##### 本文 #####
Dyson Zoneは、直営店のDyson Demoや直販ストア Dyson.co.jp、一部家電量販店の店舗やECサイトで順次取り扱う。さらに、直販限定モデルの「Dyson Zone Absolute」(プルシアンブルー/ブライトコッパー)も用意。ヘッドホン本体の仕様は共通だが、ケーブルや予備のフィルターなど同梱品が豊富になっており、直販価格は13万7,500円。

  • Dyson Zoneの直販限定モデル(プルシアンブルー/ブライトコッパー)もラインナップ

「都市の騒音と大気汚染という2つの課題に取り組むため設計された」という新製品で、ユーザーの耳と鼻、口を覆うユニークな形状のヘッドホン。ダイソンの約30年にわたる、気流やフィルター技術、モーター技術に関する専門知識と、室内外の空気質に関する“深い理解”から生まれたという。2022年3月に製品の詳細仕様を披露し、2023年から海外市場での販売を開始。今回、日本市場投入が正式に決まった。

ダイソンは5月23日にプレス向けの発表会「Dyson Japan 25th anniversary Press conference」を開催し、Dysonの創業者ジェームズ・ダイソン氏やチーフエンジニアのジェイク・ダイソン氏らが来日して登壇。コネクティビティなど拡大を続けるテクノロジーカンパニーの新製品群をアピールした。詳細は追って別記事にてレポートする。
#####
本文に基づき、次の問いに答えよ。
(a) 直販限定モデルの名称は何か。
(b) 海外市場での販売を開始したのは何年か。
(c) プレス向けの発表会が開催されたのは何月何日か。
本文の内容だけを根拠にしてください。
##### 提供データ #####
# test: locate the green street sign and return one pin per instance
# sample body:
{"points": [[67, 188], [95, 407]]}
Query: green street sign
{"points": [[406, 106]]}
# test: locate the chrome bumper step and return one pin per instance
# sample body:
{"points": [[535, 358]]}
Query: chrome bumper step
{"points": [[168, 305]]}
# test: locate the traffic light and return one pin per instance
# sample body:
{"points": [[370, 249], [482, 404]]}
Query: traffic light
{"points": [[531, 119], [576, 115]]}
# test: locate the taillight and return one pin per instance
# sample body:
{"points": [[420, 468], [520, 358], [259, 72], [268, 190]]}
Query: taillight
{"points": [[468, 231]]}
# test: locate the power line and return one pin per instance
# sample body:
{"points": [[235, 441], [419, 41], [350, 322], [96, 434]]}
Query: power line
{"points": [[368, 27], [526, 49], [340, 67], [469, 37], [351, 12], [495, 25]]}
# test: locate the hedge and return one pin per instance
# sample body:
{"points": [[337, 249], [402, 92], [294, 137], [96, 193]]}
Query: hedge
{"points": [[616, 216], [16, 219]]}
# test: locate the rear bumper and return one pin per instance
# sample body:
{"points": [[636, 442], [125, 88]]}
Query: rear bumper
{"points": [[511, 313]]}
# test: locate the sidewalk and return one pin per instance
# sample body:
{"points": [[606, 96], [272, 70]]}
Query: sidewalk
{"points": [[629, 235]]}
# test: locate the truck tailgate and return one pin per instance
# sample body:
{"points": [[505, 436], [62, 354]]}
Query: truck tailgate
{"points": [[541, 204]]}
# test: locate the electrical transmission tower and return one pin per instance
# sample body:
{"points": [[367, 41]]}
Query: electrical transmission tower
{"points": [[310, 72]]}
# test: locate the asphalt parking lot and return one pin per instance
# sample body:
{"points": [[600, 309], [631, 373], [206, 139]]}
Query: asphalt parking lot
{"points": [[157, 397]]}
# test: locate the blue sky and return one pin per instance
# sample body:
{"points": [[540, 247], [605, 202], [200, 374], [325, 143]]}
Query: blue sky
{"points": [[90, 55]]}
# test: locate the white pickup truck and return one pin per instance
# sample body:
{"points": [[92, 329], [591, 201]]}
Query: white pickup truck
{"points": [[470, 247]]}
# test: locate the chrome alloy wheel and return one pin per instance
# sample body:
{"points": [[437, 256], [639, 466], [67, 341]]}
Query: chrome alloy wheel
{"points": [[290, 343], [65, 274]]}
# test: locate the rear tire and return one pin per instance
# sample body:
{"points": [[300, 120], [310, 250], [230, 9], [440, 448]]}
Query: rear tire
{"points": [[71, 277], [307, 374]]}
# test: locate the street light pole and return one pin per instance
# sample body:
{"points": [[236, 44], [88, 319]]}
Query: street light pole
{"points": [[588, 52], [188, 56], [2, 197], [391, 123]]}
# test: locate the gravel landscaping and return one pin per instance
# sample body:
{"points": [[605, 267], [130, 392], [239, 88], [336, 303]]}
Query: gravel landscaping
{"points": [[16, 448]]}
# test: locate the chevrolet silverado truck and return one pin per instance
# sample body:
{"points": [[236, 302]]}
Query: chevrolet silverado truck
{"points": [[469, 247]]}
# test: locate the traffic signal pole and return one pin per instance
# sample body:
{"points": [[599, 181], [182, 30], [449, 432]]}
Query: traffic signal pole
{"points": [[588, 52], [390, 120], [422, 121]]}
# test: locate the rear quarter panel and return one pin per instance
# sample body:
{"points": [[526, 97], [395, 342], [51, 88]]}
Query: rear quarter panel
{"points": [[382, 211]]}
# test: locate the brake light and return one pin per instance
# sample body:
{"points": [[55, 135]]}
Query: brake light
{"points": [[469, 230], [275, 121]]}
#####
▶ _解答_:
(a) Dyson Zone Absolute
(b) 2023年
(c) 5月23日